**WHAT TO PRODUCE:** Copy the data precisely, character for character, and leave out every picture.

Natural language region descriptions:
────────────────

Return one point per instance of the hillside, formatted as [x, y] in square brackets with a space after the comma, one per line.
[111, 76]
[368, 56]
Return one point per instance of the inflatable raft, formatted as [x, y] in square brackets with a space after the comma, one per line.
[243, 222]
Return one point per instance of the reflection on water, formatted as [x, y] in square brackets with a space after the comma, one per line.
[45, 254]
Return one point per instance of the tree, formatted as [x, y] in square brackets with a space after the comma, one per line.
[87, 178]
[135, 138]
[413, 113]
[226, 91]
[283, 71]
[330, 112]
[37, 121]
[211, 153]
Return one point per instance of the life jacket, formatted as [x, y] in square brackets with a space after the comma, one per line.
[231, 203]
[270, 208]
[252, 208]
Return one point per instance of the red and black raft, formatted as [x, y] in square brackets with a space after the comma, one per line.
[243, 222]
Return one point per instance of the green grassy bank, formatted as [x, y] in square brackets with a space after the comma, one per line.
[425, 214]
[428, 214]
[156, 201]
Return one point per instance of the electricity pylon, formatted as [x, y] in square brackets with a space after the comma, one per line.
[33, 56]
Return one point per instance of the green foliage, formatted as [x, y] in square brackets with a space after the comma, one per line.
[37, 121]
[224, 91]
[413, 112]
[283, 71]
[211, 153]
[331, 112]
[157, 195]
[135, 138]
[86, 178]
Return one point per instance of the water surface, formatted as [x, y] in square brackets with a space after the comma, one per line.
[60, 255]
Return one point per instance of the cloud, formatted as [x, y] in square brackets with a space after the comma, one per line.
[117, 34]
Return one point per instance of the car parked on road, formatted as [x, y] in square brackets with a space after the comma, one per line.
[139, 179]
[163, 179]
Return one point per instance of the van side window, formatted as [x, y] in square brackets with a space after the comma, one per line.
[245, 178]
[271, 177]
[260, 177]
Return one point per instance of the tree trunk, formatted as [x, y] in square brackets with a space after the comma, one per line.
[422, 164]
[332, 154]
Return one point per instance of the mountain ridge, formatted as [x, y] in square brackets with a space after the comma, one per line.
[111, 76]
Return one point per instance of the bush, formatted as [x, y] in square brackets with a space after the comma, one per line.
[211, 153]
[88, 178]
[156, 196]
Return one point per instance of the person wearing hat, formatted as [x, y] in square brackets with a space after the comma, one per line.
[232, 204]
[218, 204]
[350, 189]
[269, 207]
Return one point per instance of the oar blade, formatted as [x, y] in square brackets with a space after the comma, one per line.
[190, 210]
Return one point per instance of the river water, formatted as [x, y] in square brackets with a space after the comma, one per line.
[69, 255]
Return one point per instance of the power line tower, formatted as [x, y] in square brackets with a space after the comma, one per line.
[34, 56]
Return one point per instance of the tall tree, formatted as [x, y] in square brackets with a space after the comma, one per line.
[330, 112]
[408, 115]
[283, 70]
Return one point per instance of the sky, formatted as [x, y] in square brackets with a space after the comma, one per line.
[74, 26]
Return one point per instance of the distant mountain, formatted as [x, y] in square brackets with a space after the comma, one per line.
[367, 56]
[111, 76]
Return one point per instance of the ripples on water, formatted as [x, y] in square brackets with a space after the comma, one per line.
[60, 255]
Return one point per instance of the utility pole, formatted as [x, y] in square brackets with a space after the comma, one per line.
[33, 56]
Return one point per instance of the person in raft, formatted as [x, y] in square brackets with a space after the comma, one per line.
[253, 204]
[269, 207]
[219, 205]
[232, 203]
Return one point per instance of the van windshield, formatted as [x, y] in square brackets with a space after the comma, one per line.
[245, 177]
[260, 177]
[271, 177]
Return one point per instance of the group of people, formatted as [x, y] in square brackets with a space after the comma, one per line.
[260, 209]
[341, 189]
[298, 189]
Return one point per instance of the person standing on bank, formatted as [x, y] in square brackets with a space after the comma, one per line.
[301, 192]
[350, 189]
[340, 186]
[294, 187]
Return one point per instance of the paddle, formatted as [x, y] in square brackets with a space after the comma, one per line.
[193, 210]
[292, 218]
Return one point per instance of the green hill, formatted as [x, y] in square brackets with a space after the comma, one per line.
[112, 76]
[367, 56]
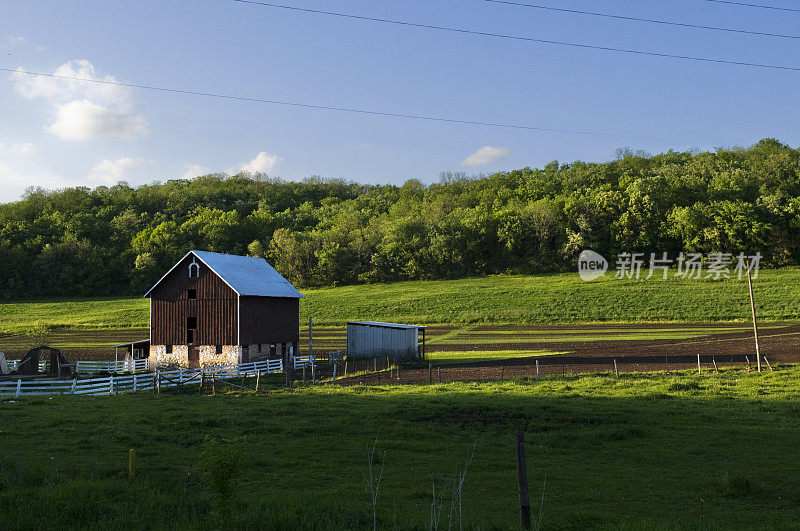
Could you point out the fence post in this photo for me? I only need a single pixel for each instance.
(522, 476)
(131, 463)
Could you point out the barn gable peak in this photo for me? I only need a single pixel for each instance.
(246, 275)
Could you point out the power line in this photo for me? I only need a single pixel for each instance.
(648, 20)
(315, 106)
(521, 38)
(760, 6)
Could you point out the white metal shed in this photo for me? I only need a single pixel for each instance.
(369, 339)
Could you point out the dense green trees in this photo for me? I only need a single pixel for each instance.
(120, 239)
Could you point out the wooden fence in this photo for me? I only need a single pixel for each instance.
(302, 361)
(110, 385)
(93, 367)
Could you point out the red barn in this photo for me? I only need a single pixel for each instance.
(219, 309)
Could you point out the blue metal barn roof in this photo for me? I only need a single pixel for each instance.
(246, 275)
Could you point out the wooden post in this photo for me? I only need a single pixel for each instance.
(310, 338)
(753, 310)
(522, 475)
(131, 463)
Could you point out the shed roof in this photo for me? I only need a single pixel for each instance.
(385, 325)
(246, 275)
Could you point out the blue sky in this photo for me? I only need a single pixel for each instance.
(56, 133)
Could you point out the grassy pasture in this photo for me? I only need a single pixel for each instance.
(638, 452)
(562, 298)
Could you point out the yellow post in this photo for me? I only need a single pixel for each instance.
(131, 463)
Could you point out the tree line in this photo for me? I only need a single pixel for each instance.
(119, 240)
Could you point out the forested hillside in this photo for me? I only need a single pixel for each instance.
(120, 239)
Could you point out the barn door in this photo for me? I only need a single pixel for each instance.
(194, 358)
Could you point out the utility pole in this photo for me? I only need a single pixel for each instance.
(753, 310)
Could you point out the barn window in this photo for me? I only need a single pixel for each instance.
(191, 326)
(194, 269)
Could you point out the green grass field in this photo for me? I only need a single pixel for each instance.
(639, 452)
(560, 298)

────────────────

**TASK RESULT:**
Return one point per instance of the hillside, formatted as [x, y] in square brackets with a space after the comma, one per line.
[111, 76]
[368, 56]
Return one point per instance of the inflatable raft, formatted as [x, y] in square brackets with a space after the comma, one per line.
[243, 222]
Return one point per instance of the reflection on water, formatted as [x, y] in square brackets with a space after the comma, one per line.
[45, 254]
Return one point per instance of the tree, formatted as [x, y] in square brackets with a space after the comma, one per line.
[87, 178]
[135, 138]
[413, 113]
[226, 91]
[283, 71]
[330, 112]
[37, 121]
[211, 153]
Return one point per instance of the life jacket, formatted as [x, y] in square brackets with a space after the comma, one per line.
[231, 203]
[270, 208]
[252, 208]
Return one point per instance of the red and black raft, formatted as [x, y] in square brackets with a space after the comma, one per line.
[243, 222]
Return one point per instance of the green grassy bank, formatted as [x, y] in square brackets with a space after the comma, one per line.
[425, 214]
[428, 214]
[156, 201]
Return one point per instance of the electricity pylon, formatted as [x, y] in square brackets with a space after the comma, one per line.
[33, 56]
Return one point per instance of the green foliage, formatted as [x, y] in square brackets with a space after the comma, one per line.
[37, 121]
[224, 91]
[413, 112]
[283, 71]
[211, 153]
[331, 112]
[157, 195]
[135, 138]
[86, 178]
Return one point per instance of the water surface, formatted as [x, y] in square brackets with a space after the comma, one per line.
[60, 255]
Return one point per instance of the cloud, formatted as [x, y] in square brackets with a space after the comma, one per line.
[117, 34]
Return one point per instance of the car parked on road, formatted as [x, y] in square brackets with a space after the comma, one per line.
[139, 179]
[163, 179]
Return one point per instance of the van side window, formatted as [x, y] in square brackets with a space after the comma, one per line.
[245, 178]
[271, 177]
[260, 177]
Return one point per instance of the tree trunk, formatted as [x, y] in square brackets with a space after the comma, one per line.
[422, 164]
[332, 154]
Return one point per instance of the mountain ridge, formatted as [x, y] in square brackets with a space after the comma, one per line.
[111, 76]
Return one point per instance of the bush, formatted as [x, y] in square brackets with a space after the comma, one per line.
[211, 153]
[88, 178]
[156, 196]
Return one point per instance of the person wearing hat, formatted as [x, y] in square brackets with a space after the comma, one per line.
[232, 204]
[218, 204]
[350, 189]
[269, 207]
Return one point per instance of the oar blade, formatted as [x, y] in square brackets with a space after the comma, one per line.
[190, 210]
Return one point per instance of the river water, formatted as [x, y] in square brackets with a space after the comma, one per line.
[69, 255]
Return one point per instance of the power line tower, formatted as [x, y] in square brackets with a space after the comma, one per line.
[34, 56]
Return one point per instance of the tall tree, formatted as [x, y] in square brackets with a space after the comma, one per line.
[330, 112]
[408, 115]
[283, 70]
Return one point per instance of the sky, formatted as [x, y] in square brackets with a space after the comma, one per line.
[74, 26]
Return one point per instance of the distant mountain, formatted as [x, y] in square brackets with a space after the comma, one per line.
[367, 56]
[111, 76]
Return one point per instance of the ripples on water, formatted as [x, y] in square brackets with a space after the comma, one per line.
[60, 255]
Return one point per instance of the utility pole, formatted as [x, y] in square brackets with a space after the comma, one per line.
[33, 56]
Return one point per instance of the person in raft, formatted as [x, y] in square brackets with a space after the comma, one per line.
[253, 204]
[269, 207]
[219, 205]
[232, 203]
Return one point per instance of the van windshield, formatted as [x, y] in square brackets with a space after the comma, one per line.
[245, 177]
[260, 177]
[271, 177]
Return one point per instance of the group of people, formatted as [x, y] in square brackets with a space after the comma, one per line.
[260, 209]
[341, 189]
[298, 189]
Return one point per instance of the person standing on bank, formatted as [x, y] in square brackets with a space after the comma, one per line.
[301, 192]
[350, 189]
[340, 186]
[294, 187]
Return one point per instance of the paddle, formatted as [x, y] in square brackets with a space after the comma, one per line.
[193, 210]
[292, 218]
Return one point per instance of the green hill, formatted as [x, y] in square brackets with a space after the comma, one per line.
[112, 76]
[367, 56]
Could you point out the fence post in this photo for me? I only need a single pixel for each instance.
(522, 476)
(131, 463)
Could you point out the barn gable peak in this photo for me? I only need a single pixel for each instance.
(246, 275)
Could you point out the power line in this photo for me? I only need a single pixel for each instance.
(648, 20)
(315, 106)
(521, 38)
(760, 6)
Could you point out the white metal shed in this photo for me? I only need a single pixel for each instance.
(369, 339)
Could you point out the dense green trees in this photo for me? I only need a single pixel for each instance.
(120, 239)
Could you point out the wooden fence in this photo for me? I only need a single pixel for each instance.
(302, 361)
(110, 385)
(93, 367)
Could you point out the red barn in this photo for me? I only need a single pixel for each instance.
(219, 309)
Could you point out the blue metal barn roof in this photo for me? I only need a single pixel for each instance.
(246, 275)
Could you point out the wooden post in this photo for me? I only need a single pixel for each instance.
(310, 338)
(753, 310)
(522, 475)
(131, 463)
Could you point out the shed roof in this photo for me? I only need a single pixel for each instance.
(385, 325)
(246, 275)
Could you point out the blue sky in this photo for me? I only need a single pixel for each instance.
(56, 133)
Could you point out the grassy pasture in this photo for me? I only need a single pixel for each instance.
(638, 452)
(562, 298)
Could you point out the yellow post in this photo for me? I only need a single pixel for each instance.
(131, 463)
Could you point out the tree line in this photo for me? I only need a single pixel for each instance.
(119, 240)
Could you point out the forested hillside in this photo for me? I only need a single pixel for each instance.
(120, 239)
Could you point out the barn door in this photo for me? I only need a single pixel for each instance.
(194, 358)
Could you point out the utility pole in this photo for me? I only need a single pixel for each instance.
(753, 310)
Could you point out the barn window in this photo for me? I only need a single pixel for each instance.
(191, 326)
(194, 269)
Could you point out the green grass field in this photo for me? I only need a single pixel for each instance.
(639, 452)
(560, 298)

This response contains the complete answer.